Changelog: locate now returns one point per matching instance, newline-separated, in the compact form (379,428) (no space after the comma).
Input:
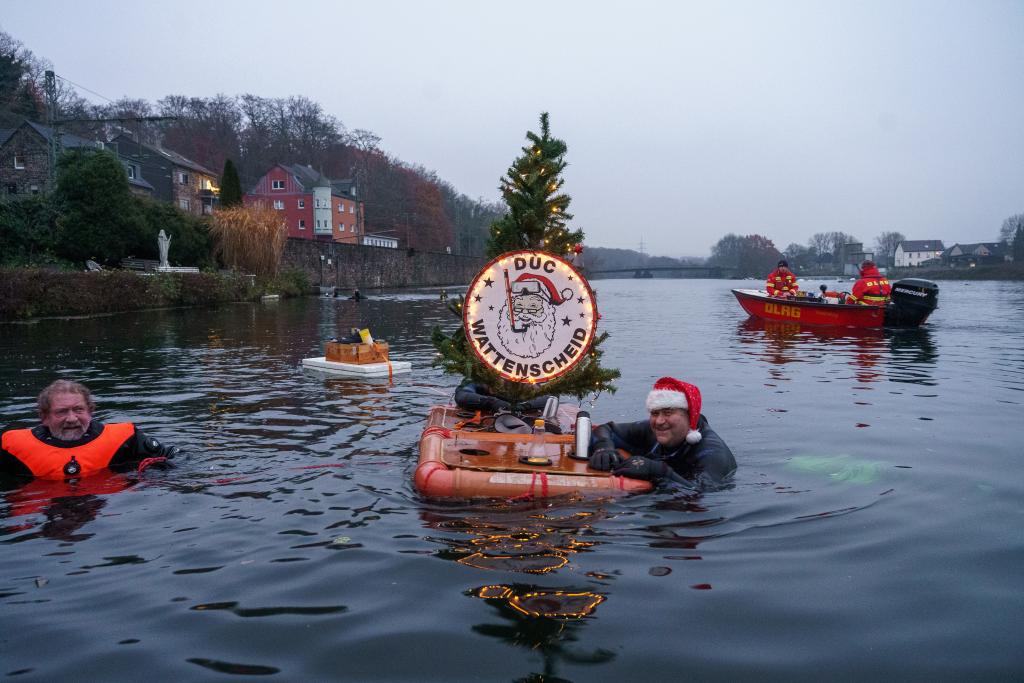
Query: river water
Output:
(875,528)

======

*Task statement*:
Rewrite all of the data above as a numbered list, one entry per line, skipping any blank lines and leaving out the pictures.

*Expected output*:
1. Changelog: locate now returns one point per matching instance, newline-separated, in the compact form (379,428) (no space after the comma).
2. Input:
3. Query: river water
4. Output:
5. (875,528)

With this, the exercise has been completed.